Records supplied »

'''

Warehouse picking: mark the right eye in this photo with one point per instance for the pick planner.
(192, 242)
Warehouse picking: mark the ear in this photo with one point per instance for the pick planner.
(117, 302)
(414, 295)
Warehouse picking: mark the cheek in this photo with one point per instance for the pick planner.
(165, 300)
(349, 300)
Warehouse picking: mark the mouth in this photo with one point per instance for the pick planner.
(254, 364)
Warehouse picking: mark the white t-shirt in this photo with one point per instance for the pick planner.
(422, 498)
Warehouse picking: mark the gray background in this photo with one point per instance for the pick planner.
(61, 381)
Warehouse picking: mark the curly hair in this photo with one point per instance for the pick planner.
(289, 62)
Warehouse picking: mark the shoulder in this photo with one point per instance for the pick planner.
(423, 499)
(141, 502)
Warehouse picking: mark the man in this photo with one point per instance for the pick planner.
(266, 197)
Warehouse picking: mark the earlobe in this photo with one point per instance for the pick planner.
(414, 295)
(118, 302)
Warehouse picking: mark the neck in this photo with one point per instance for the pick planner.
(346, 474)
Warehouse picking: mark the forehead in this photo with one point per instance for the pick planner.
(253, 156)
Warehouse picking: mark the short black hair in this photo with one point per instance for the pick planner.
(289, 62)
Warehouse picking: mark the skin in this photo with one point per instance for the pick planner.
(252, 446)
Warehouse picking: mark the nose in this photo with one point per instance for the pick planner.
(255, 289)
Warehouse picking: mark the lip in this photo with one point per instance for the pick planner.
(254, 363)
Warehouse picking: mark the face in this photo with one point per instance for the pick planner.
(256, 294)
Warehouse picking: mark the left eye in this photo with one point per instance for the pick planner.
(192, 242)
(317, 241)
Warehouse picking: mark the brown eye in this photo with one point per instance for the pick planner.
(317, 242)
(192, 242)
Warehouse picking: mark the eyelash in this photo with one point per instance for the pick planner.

'''

Task description »
Update the listing so that every "pick planner" becomes "packing team", and keep all other text the same.

Complete response »
Warehouse picking: mark the right eye in this photo with one point per instance for the packing team.
(192, 242)
Warehouse picking: mark the ear in this photo with one point per instance for the packing team.
(117, 302)
(414, 295)
Warehouse picking: mark the cheek in this photo with one point per instance for the packing team.
(165, 300)
(349, 300)
Warehouse picking: mark the mouth in this photo with one point per instance for the packing team.
(254, 364)
Warehouse picking: mark the white t-shirt in this photo with one point per instance for the packing team.
(422, 498)
Warehouse picking: mark the gray background in this photo with one point per instance for the packing team.
(61, 381)
Warehouse picking: mark the curly hair in this photo with one point per instance for the packing team.
(289, 62)
Warehouse picking: mark the shoulder in this photo with one point per instance for the packing team.
(423, 499)
(141, 502)
Warehouse picking: mark the man in this photo with one point per instance for the packing team.
(266, 197)
Warehouse picking: mark the earlobe in this photo with one point per instance for the packing team.
(414, 295)
(118, 302)
Warehouse picking: mark the neck in this photo with one point per instance for the packing team.
(346, 474)
Warehouse picking: mark the forehead in this photo with one point per instance for the packing team.
(253, 156)
Warehouse picking: mark the short black hair in this photo with one point per instance for the packing team.
(289, 62)
Warehouse picking: mark the skin in this photo with one point per instance for the packing team.
(252, 446)
Warehouse picking: mark the nose in this photo with one point per instance for the packing team.
(255, 289)
Warehouse picking: mark the lip in this photo with one point per instance for the packing team.
(254, 363)
Warehouse picking: mark the face in this photo with one point per instance for the packing team.
(256, 294)
Warehouse picking: mark the left eye in this photo with one point per instance for the packing team.
(192, 242)
(317, 241)
Warehouse picking: mark the brown eye in this photo with one point per instance for the packing team.
(317, 242)
(192, 242)
Warehouse picking: mark the eyelash in this photo with one point per instance for the packing team.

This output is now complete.